## What is being asked
Provide an exact copy of the data, excluding the images.
'''
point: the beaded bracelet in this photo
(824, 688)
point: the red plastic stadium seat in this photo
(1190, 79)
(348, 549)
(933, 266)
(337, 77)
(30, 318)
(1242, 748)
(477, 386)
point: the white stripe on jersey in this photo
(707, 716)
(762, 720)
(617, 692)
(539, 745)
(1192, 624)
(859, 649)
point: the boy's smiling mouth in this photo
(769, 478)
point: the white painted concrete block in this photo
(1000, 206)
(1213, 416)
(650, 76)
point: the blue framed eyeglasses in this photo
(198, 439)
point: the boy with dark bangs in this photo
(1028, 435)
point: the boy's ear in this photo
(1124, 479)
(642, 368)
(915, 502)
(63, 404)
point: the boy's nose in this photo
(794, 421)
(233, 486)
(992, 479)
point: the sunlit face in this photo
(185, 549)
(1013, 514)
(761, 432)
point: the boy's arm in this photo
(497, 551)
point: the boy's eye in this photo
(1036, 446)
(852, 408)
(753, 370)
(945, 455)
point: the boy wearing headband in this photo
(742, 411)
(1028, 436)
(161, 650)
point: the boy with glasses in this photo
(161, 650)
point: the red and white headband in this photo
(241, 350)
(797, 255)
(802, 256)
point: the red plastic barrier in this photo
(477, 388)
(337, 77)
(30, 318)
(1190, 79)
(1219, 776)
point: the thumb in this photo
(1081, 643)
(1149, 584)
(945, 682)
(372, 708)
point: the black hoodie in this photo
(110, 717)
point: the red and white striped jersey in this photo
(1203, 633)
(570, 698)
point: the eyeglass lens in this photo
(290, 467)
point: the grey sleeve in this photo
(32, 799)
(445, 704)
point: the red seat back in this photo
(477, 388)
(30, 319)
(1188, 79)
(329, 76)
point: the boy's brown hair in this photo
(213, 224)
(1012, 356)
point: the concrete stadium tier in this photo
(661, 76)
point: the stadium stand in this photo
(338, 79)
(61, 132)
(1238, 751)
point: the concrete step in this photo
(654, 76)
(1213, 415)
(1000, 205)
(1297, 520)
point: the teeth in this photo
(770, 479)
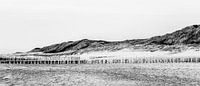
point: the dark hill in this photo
(187, 35)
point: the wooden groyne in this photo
(138, 60)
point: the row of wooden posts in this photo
(99, 61)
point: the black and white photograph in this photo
(99, 43)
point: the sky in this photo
(27, 24)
'''
## Solution to this task
point: the beaded bracelet in this photo
(824, 688)
point: the red plastic stadium seat in this photo
(1190, 79)
(348, 549)
(933, 266)
(337, 77)
(30, 318)
(1242, 748)
(477, 386)
point: the white stripe on jersey in this photo
(707, 716)
(762, 720)
(617, 692)
(539, 745)
(1192, 624)
(859, 649)
point: the boy's smiling mouth in this photo
(769, 478)
point: the white painted concrete block in this photo
(1000, 206)
(1213, 416)
(650, 76)
point: the blue framed eyeglasses in this photo
(198, 439)
point: the boy with dark bangs in this photo
(1028, 435)
point: the boy's ear in this photo
(1124, 479)
(642, 368)
(915, 502)
(63, 404)
point: the boy's nose in this photo
(794, 421)
(233, 486)
(992, 479)
point: the sunlit face in this photo
(185, 549)
(1013, 514)
(761, 432)
point: the boy's arm in this photo
(497, 551)
point: the boy's eye in this photo
(1036, 446)
(852, 408)
(753, 370)
(945, 455)
point: the boy wearing headband in this photo
(742, 411)
(1028, 436)
(161, 650)
point: the boy with glasses in this photo
(161, 650)
point: the red and white headband in this photo
(241, 350)
(797, 255)
(802, 256)
point: the red plastic barrier in this photo
(477, 388)
(337, 77)
(30, 318)
(1190, 79)
(1219, 776)
point: the thumb in this photo
(1081, 643)
(1149, 584)
(945, 682)
(372, 708)
point: the black hoodie in this photo
(110, 717)
point: the red and white striped jersey in this photo
(1203, 633)
(570, 698)
point: the eyeglass lens in this photo
(290, 467)
point: the grey sleeve in this photo
(32, 799)
(445, 704)
point: the red seat back in this photo
(477, 388)
(30, 319)
(1188, 79)
(329, 76)
point: the boy's brown hair in this photo
(213, 224)
(1012, 356)
point: the concrete stadium tier in this photo
(661, 76)
point: the stadium stand in this photo
(338, 79)
(61, 132)
(1238, 751)
point: the concrete step in this photo
(654, 76)
(1213, 415)
(1000, 205)
(1297, 520)
point: the teeth in this photo
(770, 479)
point: the dark hill in this photo
(187, 35)
point: the wooden groyne in this photo
(138, 60)
point: the row of wooden posts in this photo
(99, 61)
point: the black and white photograph in this photo
(99, 43)
point: the sky in this photo
(27, 24)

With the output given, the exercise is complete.